**OBJECTIVE:** Please print every record below exactly as it appears.

____________

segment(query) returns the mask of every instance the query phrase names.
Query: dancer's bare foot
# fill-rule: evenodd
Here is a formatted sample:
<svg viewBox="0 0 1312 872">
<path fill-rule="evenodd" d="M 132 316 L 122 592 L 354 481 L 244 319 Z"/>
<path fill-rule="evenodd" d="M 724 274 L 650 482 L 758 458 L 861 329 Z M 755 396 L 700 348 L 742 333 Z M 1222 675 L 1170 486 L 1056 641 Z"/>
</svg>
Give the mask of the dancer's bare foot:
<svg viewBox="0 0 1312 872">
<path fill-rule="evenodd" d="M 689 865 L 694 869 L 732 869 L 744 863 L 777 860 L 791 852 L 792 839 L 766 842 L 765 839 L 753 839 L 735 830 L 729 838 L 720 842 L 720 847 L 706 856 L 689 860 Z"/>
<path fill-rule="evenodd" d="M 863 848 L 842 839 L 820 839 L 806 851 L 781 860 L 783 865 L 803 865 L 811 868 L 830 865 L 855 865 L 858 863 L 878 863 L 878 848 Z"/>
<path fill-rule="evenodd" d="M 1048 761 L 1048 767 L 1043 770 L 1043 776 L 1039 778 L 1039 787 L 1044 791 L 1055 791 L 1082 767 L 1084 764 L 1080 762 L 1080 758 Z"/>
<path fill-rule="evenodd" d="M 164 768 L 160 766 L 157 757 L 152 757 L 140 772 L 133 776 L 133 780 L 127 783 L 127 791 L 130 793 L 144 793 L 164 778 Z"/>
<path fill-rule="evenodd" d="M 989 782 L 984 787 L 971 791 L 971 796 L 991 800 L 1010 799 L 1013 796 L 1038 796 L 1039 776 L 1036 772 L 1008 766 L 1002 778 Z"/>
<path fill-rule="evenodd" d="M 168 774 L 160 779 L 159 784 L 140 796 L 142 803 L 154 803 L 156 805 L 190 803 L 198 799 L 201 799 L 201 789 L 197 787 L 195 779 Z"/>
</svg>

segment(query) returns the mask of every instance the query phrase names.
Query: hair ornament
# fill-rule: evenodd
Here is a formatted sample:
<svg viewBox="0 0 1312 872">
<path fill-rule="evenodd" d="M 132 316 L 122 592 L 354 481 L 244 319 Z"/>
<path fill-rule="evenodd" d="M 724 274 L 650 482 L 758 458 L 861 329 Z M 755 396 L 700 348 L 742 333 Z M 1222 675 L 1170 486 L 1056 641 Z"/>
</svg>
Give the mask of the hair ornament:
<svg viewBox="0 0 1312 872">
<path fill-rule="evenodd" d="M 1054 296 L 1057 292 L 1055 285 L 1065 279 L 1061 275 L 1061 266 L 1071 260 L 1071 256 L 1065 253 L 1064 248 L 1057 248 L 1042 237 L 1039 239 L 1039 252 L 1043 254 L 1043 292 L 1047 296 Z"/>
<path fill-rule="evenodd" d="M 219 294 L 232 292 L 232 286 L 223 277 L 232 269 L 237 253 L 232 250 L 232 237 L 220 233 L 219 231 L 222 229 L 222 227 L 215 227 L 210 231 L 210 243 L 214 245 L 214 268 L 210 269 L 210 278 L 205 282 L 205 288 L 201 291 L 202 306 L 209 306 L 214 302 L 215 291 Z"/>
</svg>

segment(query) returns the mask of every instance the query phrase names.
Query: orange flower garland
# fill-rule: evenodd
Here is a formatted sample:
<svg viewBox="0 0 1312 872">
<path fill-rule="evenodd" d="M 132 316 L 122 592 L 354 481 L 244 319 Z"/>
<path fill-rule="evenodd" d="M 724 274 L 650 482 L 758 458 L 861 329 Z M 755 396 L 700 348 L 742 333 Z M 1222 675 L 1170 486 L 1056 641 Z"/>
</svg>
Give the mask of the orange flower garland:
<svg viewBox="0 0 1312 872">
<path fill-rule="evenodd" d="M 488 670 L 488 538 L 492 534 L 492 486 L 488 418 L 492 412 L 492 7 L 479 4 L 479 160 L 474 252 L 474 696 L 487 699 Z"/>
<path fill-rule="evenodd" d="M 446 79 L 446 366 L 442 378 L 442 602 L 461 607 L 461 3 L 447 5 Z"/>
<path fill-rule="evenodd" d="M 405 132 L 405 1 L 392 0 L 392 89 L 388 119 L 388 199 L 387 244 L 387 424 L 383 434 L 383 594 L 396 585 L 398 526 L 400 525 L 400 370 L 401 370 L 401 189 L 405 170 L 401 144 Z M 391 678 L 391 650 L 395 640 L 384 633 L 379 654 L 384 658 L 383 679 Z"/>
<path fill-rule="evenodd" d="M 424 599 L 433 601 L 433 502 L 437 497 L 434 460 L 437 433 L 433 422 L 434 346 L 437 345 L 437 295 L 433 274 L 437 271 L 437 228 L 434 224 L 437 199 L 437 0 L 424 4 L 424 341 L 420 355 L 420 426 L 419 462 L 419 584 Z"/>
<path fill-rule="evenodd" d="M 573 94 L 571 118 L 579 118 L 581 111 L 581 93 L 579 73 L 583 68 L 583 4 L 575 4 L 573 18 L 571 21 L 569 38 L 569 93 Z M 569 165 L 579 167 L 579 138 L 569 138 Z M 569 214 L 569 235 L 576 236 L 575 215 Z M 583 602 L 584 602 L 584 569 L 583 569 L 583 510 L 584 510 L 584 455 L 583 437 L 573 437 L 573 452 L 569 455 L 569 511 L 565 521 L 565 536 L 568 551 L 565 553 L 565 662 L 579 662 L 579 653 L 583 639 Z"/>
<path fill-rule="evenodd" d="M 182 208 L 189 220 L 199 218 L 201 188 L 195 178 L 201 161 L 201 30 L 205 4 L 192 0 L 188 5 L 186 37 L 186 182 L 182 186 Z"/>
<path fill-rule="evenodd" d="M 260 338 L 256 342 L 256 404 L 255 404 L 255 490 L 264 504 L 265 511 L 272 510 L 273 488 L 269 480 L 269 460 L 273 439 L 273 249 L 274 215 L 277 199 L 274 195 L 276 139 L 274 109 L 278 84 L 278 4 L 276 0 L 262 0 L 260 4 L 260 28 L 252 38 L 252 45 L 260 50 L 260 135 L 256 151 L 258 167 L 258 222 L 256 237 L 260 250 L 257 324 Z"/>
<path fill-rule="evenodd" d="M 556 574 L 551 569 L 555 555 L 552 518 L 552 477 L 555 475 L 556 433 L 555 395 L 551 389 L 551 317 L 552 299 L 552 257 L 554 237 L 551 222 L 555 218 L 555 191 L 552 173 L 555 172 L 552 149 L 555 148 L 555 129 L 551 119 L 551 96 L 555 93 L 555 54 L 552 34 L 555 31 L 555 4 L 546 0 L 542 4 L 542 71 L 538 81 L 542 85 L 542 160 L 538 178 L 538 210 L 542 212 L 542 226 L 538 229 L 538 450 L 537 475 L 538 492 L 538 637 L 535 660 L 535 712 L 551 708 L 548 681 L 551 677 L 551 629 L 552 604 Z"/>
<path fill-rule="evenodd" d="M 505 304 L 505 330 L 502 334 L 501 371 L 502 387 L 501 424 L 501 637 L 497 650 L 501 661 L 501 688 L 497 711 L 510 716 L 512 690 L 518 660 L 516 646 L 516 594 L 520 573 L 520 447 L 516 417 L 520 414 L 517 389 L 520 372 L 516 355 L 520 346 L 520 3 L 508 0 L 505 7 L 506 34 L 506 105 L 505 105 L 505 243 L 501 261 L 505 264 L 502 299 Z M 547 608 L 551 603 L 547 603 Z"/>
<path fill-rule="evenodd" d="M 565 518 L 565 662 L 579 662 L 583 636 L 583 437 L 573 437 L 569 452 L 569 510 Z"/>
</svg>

____________

**TASK OUTPUT:**
segment(query) returns the mask of every instance the query phrase names.
Query: dancer's bare foot
# fill-rule: evenodd
Here is a formatted sample:
<svg viewBox="0 0 1312 872">
<path fill-rule="evenodd" d="M 132 316 L 122 592 L 354 481 L 244 319 Z"/>
<path fill-rule="evenodd" d="M 724 274 L 650 482 L 758 458 L 861 329 Z M 755 396 L 700 348 L 742 333 Z M 1222 675 L 1170 486 L 1056 641 Z"/>
</svg>
Give the mask of the dancer's bare foot:
<svg viewBox="0 0 1312 872">
<path fill-rule="evenodd" d="M 689 865 L 694 869 L 732 869 L 744 863 L 777 860 L 791 852 L 792 839 L 766 842 L 765 839 L 753 839 L 735 830 L 729 838 L 720 842 L 720 847 L 706 856 L 689 860 Z"/>
<path fill-rule="evenodd" d="M 863 848 L 842 839 L 820 839 L 806 851 L 781 860 L 783 865 L 803 865 L 811 868 L 830 865 L 855 865 L 858 863 L 878 863 L 878 848 Z"/>
<path fill-rule="evenodd" d="M 1048 761 L 1048 767 L 1043 770 L 1043 776 L 1039 778 L 1039 787 L 1044 791 L 1055 791 L 1082 767 L 1084 764 L 1080 762 L 1080 758 Z"/>
<path fill-rule="evenodd" d="M 164 768 L 160 766 L 157 757 L 152 757 L 140 772 L 133 776 L 133 780 L 127 783 L 127 791 L 130 793 L 144 793 L 164 778 Z"/>
<path fill-rule="evenodd" d="M 989 782 L 984 787 L 971 791 L 971 796 L 991 800 L 1010 799 L 1013 796 L 1038 796 L 1039 776 L 1036 772 L 1008 766 L 1002 778 Z"/>
<path fill-rule="evenodd" d="M 168 774 L 160 779 L 159 784 L 140 796 L 142 803 L 154 803 L 156 805 L 190 803 L 198 799 L 201 799 L 201 789 L 197 787 L 195 779 Z"/>
</svg>

segment(query) returns the mask of every instance the query phrase names.
Query: hair ornament
# fill-rule: evenodd
Here is a formatted sample:
<svg viewBox="0 0 1312 872">
<path fill-rule="evenodd" d="M 132 316 L 122 592 L 354 481 L 244 319 Z"/>
<path fill-rule="evenodd" d="M 724 274 L 650 482 L 758 458 L 861 329 Z M 755 396 L 700 348 L 742 333 Z M 1222 675 L 1170 486 L 1056 641 Z"/>
</svg>
Give the mask of the hair ornament:
<svg viewBox="0 0 1312 872">
<path fill-rule="evenodd" d="M 1054 296 L 1057 292 L 1055 285 L 1065 279 L 1061 275 L 1061 266 L 1071 260 L 1071 256 L 1065 253 L 1064 248 L 1057 248 L 1042 237 L 1039 239 L 1039 252 L 1043 254 L 1043 292 L 1047 296 Z"/>
<path fill-rule="evenodd" d="M 219 294 L 232 292 L 232 286 L 223 277 L 232 269 L 237 253 L 232 250 L 232 237 L 220 233 L 219 231 L 222 229 L 222 227 L 215 227 L 210 231 L 210 243 L 214 245 L 214 268 L 210 269 L 210 278 L 205 282 L 205 288 L 201 291 L 202 306 L 209 306 L 214 302 L 215 291 Z"/>
</svg>

segment(query) returns the mask of every instance the query phrase names.
Query: orange flower garland
# fill-rule: evenodd
Here is a formatted sample:
<svg viewBox="0 0 1312 872">
<path fill-rule="evenodd" d="M 132 316 L 122 592 L 354 481 L 244 319 Z"/>
<path fill-rule="evenodd" d="M 724 274 L 650 482 L 758 458 L 861 329 Z M 755 396 L 700 348 L 742 333 Z M 1222 675 L 1170 486 L 1056 641 Z"/>
</svg>
Give the mask of the orange flower garland:
<svg viewBox="0 0 1312 872">
<path fill-rule="evenodd" d="M 488 670 L 488 538 L 492 534 L 492 486 L 488 418 L 492 412 L 492 7 L 479 4 L 479 160 L 474 252 L 474 696 L 487 699 Z"/>
<path fill-rule="evenodd" d="M 446 79 L 446 366 L 442 378 L 442 602 L 461 607 L 461 3 L 447 5 Z"/>
<path fill-rule="evenodd" d="M 405 132 L 405 1 L 392 0 L 392 89 L 388 119 L 388 199 L 387 244 L 387 424 L 383 434 L 383 594 L 396 585 L 398 526 L 400 525 L 400 370 L 401 370 L 401 189 L 405 170 L 401 144 Z M 391 678 L 391 650 L 395 640 L 384 633 L 379 654 L 384 658 L 383 679 Z"/>
<path fill-rule="evenodd" d="M 424 599 L 433 601 L 433 502 L 437 497 L 434 460 L 437 433 L 433 422 L 434 346 L 437 345 L 437 295 L 433 274 L 437 271 L 437 228 L 434 224 L 437 199 L 437 0 L 424 4 L 424 341 L 420 355 L 420 426 L 419 462 L 419 584 Z"/>
<path fill-rule="evenodd" d="M 573 94 L 571 118 L 579 118 L 581 111 L 581 93 L 579 73 L 583 68 L 583 4 L 575 4 L 573 18 L 571 21 L 569 38 L 569 93 Z M 569 165 L 579 167 L 579 138 L 569 138 Z M 569 214 L 569 235 L 576 236 L 575 215 Z M 583 602 L 584 602 L 584 569 L 583 569 L 583 510 L 584 510 L 584 455 L 583 437 L 573 437 L 573 452 L 569 455 L 569 511 L 565 521 L 565 536 L 568 551 L 565 553 L 565 662 L 579 662 L 579 653 L 583 639 Z"/>
<path fill-rule="evenodd" d="M 182 208 L 189 220 L 199 218 L 201 188 L 195 178 L 201 161 L 201 30 L 205 4 L 192 0 L 188 5 L 186 37 L 186 182 L 182 186 Z"/>
<path fill-rule="evenodd" d="M 260 338 L 256 342 L 256 404 L 255 404 L 255 490 L 264 504 L 265 511 L 272 510 L 273 488 L 269 480 L 269 460 L 273 439 L 273 249 L 274 215 L 277 199 L 274 195 L 276 139 L 274 109 L 278 84 L 278 4 L 276 0 L 262 0 L 260 4 L 260 28 L 252 38 L 252 45 L 260 50 L 260 135 L 256 151 L 258 167 L 258 222 L 256 237 L 260 250 L 257 324 Z"/>
<path fill-rule="evenodd" d="M 556 574 L 551 569 L 555 555 L 552 518 L 552 477 L 555 475 L 556 433 L 555 395 L 551 389 L 551 317 L 552 299 L 552 257 L 554 237 L 551 222 L 555 218 L 555 191 L 552 173 L 555 172 L 552 149 L 555 148 L 555 129 L 551 119 L 551 96 L 555 93 L 555 54 L 552 34 L 555 31 L 555 4 L 546 0 L 542 4 L 542 71 L 538 81 L 542 85 L 542 160 L 538 178 L 538 210 L 542 212 L 542 226 L 538 229 L 538 450 L 537 475 L 538 492 L 538 637 L 535 660 L 535 712 L 551 708 L 548 681 L 551 677 L 551 629 L 552 604 Z"/>
<path fill-rule="evenodd" d="M 505 304 L 505 330 L 502 334 L 501 371 L 502 387 L 501 424 L 501 637 L 497 650 L 501 661 L 501 688 L 497 711 L 510 716 L 512 690 L 518 660 L 516 646 L 516 594 L 520 573 L 520 447 L 516 417 L 520 414 L 517 389 L 520 372 L 516 355 L 520 346 L 520 3 L 508 0 L 505 7 L 506 34 L 506 105 L 505 105 L 505 243 L 501 261 L 505 264 L 502 299 Z M 547 608 L 551 603 L 547 603 Z"/>
<path fill-rule="evenodd" d="M 565 518 L 565 662 L 579 662 L 583 636 L 583 437 L 573 437 L 569 452 L 569 510 Z"/>
</svg>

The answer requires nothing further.